• [Written problem]
List each line in the rows below that contains the word "lake", copying the whole line. Match case exactly.
|---|
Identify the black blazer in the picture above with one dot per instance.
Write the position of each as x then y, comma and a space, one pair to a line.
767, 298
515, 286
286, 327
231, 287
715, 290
|---|
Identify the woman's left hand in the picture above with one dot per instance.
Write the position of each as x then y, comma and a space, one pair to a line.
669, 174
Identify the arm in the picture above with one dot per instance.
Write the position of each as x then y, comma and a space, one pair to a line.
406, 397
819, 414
|---|
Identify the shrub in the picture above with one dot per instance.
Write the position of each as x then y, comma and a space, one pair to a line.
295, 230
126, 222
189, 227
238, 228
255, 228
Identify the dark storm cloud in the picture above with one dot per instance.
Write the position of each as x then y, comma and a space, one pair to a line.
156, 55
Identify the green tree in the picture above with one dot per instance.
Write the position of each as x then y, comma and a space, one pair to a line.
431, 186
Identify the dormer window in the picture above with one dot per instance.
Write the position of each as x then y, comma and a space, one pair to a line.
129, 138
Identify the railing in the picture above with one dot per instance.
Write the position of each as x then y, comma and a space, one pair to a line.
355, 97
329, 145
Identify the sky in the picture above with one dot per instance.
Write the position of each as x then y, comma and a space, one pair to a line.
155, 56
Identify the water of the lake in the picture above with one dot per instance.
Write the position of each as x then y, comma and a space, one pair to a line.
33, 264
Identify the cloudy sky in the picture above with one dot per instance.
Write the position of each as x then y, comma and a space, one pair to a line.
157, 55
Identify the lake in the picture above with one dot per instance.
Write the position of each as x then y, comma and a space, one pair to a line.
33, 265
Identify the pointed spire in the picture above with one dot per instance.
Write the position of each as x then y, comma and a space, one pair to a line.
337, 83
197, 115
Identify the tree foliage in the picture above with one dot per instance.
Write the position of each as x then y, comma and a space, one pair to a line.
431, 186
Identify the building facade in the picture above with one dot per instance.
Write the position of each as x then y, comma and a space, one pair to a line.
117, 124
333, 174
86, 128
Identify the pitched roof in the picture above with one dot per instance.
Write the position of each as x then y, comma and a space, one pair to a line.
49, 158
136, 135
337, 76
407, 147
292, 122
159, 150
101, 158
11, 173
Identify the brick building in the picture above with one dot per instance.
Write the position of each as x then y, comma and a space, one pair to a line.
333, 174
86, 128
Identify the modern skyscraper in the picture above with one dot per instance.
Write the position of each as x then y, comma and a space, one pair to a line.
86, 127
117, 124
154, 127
|---|
• [Task solution]
Identify the water of the lake in the picture above with one dot per instance.
Identify the lake in the picture above with one dot per instance.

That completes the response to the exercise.